**Written request**
Please count the lines in the data below that contain the word "road". Give only the number.

## Begin

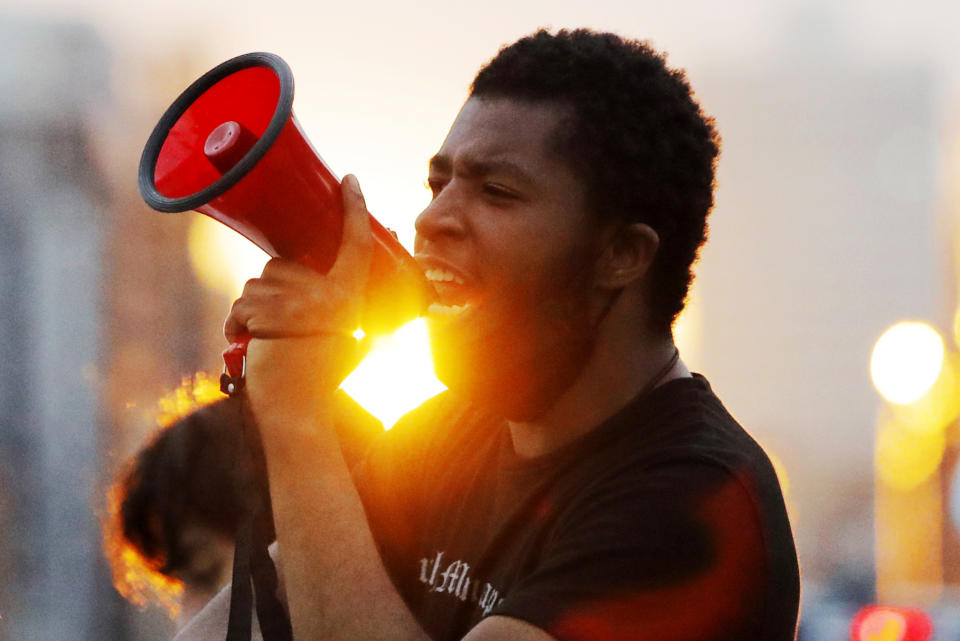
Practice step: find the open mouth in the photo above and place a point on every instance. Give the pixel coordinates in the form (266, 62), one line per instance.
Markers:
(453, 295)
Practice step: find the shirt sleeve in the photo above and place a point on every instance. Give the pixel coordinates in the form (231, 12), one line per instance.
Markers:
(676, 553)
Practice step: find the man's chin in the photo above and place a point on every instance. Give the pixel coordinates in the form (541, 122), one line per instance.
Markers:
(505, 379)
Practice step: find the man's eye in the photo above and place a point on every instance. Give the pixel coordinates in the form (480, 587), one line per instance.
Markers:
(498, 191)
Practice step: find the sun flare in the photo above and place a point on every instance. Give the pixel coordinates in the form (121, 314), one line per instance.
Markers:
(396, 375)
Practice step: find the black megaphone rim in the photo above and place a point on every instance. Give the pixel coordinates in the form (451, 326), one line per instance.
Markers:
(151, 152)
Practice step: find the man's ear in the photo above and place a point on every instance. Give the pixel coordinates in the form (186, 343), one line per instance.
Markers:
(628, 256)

## End
## Begin

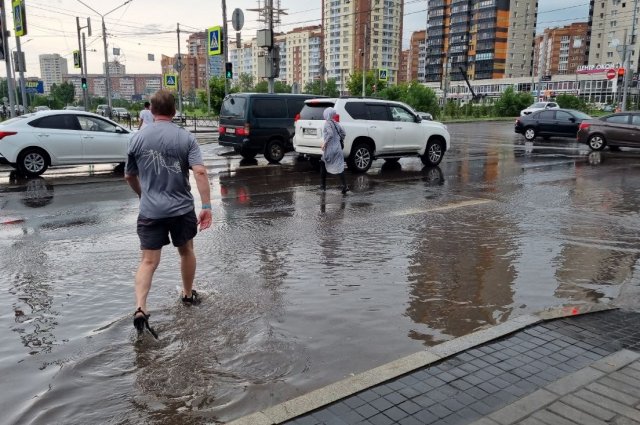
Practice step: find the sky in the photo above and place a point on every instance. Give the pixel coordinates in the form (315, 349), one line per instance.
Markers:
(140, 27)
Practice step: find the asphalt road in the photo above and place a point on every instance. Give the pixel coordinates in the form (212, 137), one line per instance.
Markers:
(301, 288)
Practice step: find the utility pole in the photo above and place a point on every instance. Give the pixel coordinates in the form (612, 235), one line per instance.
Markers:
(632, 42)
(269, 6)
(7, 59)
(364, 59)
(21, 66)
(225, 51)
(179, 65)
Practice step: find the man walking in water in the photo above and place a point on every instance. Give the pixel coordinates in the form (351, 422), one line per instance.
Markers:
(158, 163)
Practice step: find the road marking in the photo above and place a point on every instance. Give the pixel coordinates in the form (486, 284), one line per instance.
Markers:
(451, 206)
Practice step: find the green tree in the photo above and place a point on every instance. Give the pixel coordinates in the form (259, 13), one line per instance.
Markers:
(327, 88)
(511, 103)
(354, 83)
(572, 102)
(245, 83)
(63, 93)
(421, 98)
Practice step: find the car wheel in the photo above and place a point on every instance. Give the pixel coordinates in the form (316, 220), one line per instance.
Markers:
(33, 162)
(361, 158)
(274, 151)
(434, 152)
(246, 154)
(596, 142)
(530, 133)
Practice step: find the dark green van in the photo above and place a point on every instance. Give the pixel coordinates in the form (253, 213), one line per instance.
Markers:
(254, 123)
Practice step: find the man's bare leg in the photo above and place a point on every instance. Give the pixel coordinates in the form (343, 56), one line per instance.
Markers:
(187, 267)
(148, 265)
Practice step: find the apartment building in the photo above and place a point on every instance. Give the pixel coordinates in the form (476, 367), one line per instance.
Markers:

## End

**The response**
2